What you need to do —
Without reproducing any picture, copy the records word for word.

Given records —
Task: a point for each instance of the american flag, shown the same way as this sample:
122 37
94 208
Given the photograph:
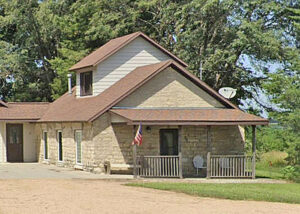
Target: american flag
138 137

Exercise answer —
Task: a point for each instance of the american flag, shown the same way as this sample:
122 37
94 208
Given the photograph:
Target: american flag
138 137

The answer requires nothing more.